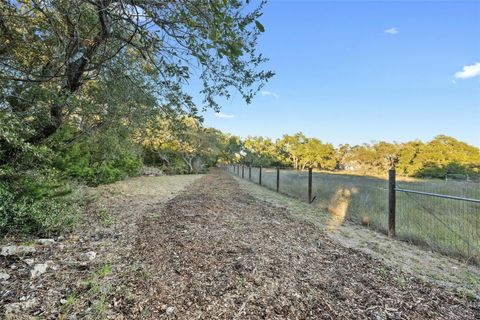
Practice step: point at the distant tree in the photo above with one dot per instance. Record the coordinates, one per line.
(54, 53)
(290, 148)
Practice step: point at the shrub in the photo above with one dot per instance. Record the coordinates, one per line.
(26, 214)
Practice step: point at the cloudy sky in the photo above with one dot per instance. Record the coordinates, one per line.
(356, 72)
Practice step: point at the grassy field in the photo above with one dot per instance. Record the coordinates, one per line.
(448, 226)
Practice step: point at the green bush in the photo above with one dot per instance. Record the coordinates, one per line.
(27, 214)
(101, 159)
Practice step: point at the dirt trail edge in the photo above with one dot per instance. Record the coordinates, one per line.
(216, 252)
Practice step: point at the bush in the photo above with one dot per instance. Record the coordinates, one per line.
(27, 214)
(101, 159)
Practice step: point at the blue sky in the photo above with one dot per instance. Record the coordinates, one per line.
(363, 71)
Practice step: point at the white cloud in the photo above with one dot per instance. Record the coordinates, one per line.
(469, 71)
(223, 115)
(392, 30)
(269, 93)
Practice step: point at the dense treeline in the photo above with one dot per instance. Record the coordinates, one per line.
(80, 79)
(93, 90)
(434, 159)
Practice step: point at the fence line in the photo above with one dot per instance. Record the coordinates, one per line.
(444, 216)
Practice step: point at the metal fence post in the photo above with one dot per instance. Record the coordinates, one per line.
(278, 179)
(391, 203)
(309, 185)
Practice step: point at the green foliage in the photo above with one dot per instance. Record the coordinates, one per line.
(434, 159)
(34, 210)
(102, 158)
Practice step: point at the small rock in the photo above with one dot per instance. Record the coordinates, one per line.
(29, 261)
(12, 310)
(4, 276)
(170, 310)
(88, 256)
(45, 242)
(17, 250)
(38, 269)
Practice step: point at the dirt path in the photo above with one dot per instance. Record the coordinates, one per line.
(215, 252)
(191, 247)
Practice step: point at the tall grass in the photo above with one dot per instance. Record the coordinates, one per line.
(445, 225)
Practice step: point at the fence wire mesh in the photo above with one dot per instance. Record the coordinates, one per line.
(450, 226)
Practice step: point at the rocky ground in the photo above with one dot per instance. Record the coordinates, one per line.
(212, 251)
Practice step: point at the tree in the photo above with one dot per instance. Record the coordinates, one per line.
(51, 51)
(315, 154)
(290, 147)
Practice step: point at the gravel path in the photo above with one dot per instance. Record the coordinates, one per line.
(216, 252)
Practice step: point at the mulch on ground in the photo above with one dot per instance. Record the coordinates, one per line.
(216, 252)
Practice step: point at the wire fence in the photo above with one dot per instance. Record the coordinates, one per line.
(441, 215)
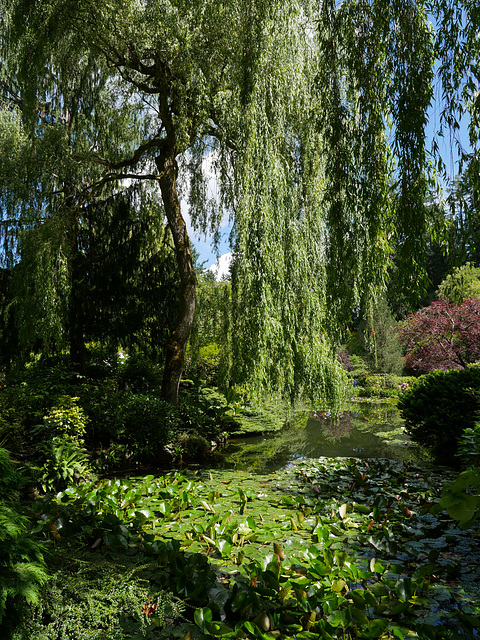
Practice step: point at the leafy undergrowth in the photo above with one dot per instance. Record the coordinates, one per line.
(327, 549)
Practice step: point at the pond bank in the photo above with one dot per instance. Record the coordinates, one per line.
(370, 429)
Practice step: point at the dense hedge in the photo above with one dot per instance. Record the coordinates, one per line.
(439, 407)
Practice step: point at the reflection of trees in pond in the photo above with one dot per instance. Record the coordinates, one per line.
(367, 431)
(334, 427)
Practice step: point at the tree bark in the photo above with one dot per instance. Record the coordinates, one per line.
(177, 343)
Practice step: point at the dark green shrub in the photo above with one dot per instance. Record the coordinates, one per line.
(30, 392)
(147, 423)
(439, 407)
(138, 374)
(100, 600)
(469, 447)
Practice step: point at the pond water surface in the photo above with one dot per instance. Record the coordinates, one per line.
(368, 430)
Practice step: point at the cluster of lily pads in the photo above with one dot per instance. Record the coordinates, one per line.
(341, 548)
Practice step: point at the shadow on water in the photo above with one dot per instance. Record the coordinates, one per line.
(369, 430)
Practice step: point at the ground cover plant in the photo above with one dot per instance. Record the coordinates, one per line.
(326, 549)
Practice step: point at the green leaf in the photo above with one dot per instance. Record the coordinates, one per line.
(203, 616)
(404, 589)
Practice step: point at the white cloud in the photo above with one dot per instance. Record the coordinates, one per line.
(222, 267)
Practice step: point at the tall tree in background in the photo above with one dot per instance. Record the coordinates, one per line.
(293, 101)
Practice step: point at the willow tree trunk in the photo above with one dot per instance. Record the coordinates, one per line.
(177, 343)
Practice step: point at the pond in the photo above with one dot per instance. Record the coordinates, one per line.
(368, 430)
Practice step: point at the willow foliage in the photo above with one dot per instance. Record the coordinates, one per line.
(333, 170)
(312, 116)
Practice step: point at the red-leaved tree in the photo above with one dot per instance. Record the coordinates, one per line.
(442, 336)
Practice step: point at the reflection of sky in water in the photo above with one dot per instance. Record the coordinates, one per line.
(372, 431)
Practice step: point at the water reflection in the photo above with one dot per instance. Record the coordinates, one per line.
(368, 431)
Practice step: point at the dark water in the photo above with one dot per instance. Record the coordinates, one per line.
(369, 430)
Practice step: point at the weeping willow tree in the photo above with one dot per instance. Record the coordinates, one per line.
(313, 116)
(334, 169)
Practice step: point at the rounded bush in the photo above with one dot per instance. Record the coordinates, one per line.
(439, 407)
(148, 423)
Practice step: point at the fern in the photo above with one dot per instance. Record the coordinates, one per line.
(22, 567)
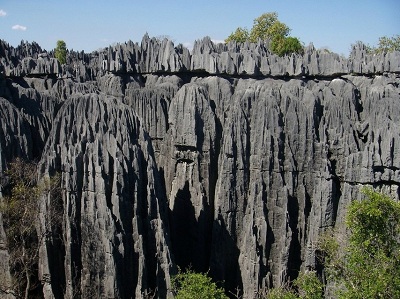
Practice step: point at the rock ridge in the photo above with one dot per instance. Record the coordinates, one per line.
(226, 158)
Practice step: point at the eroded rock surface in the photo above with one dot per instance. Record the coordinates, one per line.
(227, 158)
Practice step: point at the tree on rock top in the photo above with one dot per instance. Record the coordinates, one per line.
(61, 51)
(268, 27)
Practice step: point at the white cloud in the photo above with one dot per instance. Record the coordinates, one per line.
(218, 41)
(19, 27)
(188, 45)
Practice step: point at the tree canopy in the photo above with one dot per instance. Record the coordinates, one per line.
(367, 264)
(268, 27)
(192, 285)
(60, 51)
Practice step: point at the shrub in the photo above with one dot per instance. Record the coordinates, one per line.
(191, 285)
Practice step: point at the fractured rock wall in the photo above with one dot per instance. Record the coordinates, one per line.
(227, 158)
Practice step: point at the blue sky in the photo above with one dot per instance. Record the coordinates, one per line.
(91, 24)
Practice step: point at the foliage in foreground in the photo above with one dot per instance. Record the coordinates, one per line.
(20, 210)
(60, 51)
(268, 27)
(192, 285)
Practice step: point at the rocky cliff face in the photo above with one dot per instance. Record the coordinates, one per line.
(227, 158)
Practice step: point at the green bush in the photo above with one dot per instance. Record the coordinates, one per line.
(60, 52)
(366, 264)
(191, 285)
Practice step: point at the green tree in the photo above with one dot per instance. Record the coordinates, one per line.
(60, 51)
(367, 265)
(268, 27)
(191, 285)
(286, 45)
(20, 210)
(388, 44)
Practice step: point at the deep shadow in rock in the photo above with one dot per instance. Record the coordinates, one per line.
(187, 247)
(224, 264)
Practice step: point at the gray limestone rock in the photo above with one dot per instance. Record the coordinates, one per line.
(113, 212)
(229, 158)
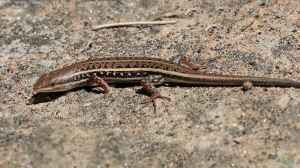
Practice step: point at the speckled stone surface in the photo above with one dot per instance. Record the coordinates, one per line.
(200, 127)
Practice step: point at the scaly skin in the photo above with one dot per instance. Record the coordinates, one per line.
(144, 71)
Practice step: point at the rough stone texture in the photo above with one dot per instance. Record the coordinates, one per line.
(200, 127)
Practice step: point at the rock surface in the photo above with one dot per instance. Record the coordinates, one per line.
(200, 127)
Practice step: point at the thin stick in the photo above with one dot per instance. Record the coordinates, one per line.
(111, 25)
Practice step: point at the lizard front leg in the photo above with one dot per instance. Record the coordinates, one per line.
(148, 86)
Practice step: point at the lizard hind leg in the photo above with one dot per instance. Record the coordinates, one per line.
(100, 83)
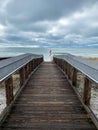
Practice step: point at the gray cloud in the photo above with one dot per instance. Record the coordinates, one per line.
(49, 22)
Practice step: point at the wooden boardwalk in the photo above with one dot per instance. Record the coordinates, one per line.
(48, 102)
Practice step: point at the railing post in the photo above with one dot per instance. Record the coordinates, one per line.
(9, 90)
(74, 77)
(87, 91)
(22, 76)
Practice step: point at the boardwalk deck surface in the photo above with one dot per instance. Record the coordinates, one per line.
(48, 102)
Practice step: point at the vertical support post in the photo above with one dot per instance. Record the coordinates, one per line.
(74, 77)
(9, 90)
(22, 76)
(87, 91)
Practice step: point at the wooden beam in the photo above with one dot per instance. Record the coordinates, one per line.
(74, 77)
(87, 91)
(9, 90)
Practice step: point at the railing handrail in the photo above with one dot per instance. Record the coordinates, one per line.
(87, 68)
(11, 65)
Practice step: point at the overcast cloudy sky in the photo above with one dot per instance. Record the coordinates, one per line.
(49, 23)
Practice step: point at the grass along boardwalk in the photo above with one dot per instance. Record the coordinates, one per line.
(48, 102)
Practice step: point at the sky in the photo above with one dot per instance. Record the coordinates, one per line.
(49, 23)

++++++++++++++++++++

**What the exercise asks**
An exact copy of the lines from the one with "Practice step: point at the wooden boardwalk" to the final line of the entries is all that the answer should hold.

**Written solution**
Practice step: point at the wooden boardwalk in the photo above with one dot per instance. Record the coordinates, one per line.
(48, 102)
Practice step: point at the railing post in the photo above with one dot per instance. Record the coordinates, one per line.
(9, 90)
(74, 77)
(87, 91)
(22, 76)
Practice step: point at the boardwalk deck surface in the photo above with one dot per instance. Record the coordinates, one per line.
(48, 102)
Practice step: point at the vertical support post in the photo above with one dot per instance. Record the coordinates, one per line.
(74, 77)
(9, 90)
(22, 76)
(87, 91)
Practice step: point at the wooden beam in the photo above with one dot per instance. Record the coordinates, one per line.
(74, 77)
(87, 91)
(9, 90)
Practice step: point at the railing handrail in the photo above with one dot per instance. Record the coordinates, one per line.
(87, 68)
(11, 65)
Practice step: point at the overcast cloudy sky in the photo above with one dot per instance. Record the coordinates, one per line.
(49, 23)
Practice step: point at the grass along boardwalk in the photo above with one dot per instance. Record the coordinates, one per line.
(48, 102)
Practice step: point at the sky in the photo above with one dot per instance. Record the coordinates, one per line.
(49, 23)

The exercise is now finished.